[Entries for labeling bounding boxes]
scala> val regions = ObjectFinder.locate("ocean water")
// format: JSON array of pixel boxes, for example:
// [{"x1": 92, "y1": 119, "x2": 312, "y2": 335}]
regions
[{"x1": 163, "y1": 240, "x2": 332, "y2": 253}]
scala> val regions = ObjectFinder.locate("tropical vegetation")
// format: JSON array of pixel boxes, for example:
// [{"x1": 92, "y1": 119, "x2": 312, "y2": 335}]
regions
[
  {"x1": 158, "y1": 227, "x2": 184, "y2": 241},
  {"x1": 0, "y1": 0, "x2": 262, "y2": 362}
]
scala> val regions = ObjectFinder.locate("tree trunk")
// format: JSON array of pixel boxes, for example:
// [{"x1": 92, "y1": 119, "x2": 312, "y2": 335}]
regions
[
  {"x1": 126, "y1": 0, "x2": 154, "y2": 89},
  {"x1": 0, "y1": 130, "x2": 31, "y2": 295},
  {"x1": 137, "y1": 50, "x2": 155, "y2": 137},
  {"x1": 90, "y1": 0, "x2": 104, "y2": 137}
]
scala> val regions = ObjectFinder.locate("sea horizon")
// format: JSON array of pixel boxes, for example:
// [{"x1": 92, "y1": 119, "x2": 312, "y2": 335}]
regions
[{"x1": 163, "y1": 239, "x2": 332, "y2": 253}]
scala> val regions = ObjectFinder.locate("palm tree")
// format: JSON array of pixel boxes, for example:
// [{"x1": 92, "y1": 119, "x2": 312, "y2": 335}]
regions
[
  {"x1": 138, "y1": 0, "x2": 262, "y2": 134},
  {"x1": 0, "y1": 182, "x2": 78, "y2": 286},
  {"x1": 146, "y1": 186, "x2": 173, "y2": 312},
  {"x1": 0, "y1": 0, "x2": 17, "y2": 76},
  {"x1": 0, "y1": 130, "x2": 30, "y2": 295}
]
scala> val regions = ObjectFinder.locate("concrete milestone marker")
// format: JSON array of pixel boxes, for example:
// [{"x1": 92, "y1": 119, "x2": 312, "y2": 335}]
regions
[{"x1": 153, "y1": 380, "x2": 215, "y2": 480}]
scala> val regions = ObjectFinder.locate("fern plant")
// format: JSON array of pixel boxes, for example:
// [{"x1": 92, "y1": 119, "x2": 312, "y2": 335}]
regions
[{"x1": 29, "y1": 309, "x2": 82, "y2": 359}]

To do> Extract every line of the records that contains the word "scala". Case counts.

Written solution>
scala> val regions = ObjectFinder.locate("ocean water")
scala> val regions = ObjectFinder.locate("tropical vegetation")
scala> val regions = ObjectFinder.locate("tree trunk")
scala> val regions = ObjectFinder.locate("sea horizon")
scala> val regions = ObjectFinder.locate("palm tree")
scala> val regions = ObjectFinder.locate("concrete milestone marker")
scala> val regions = ObjectFinder.locate("fern plant")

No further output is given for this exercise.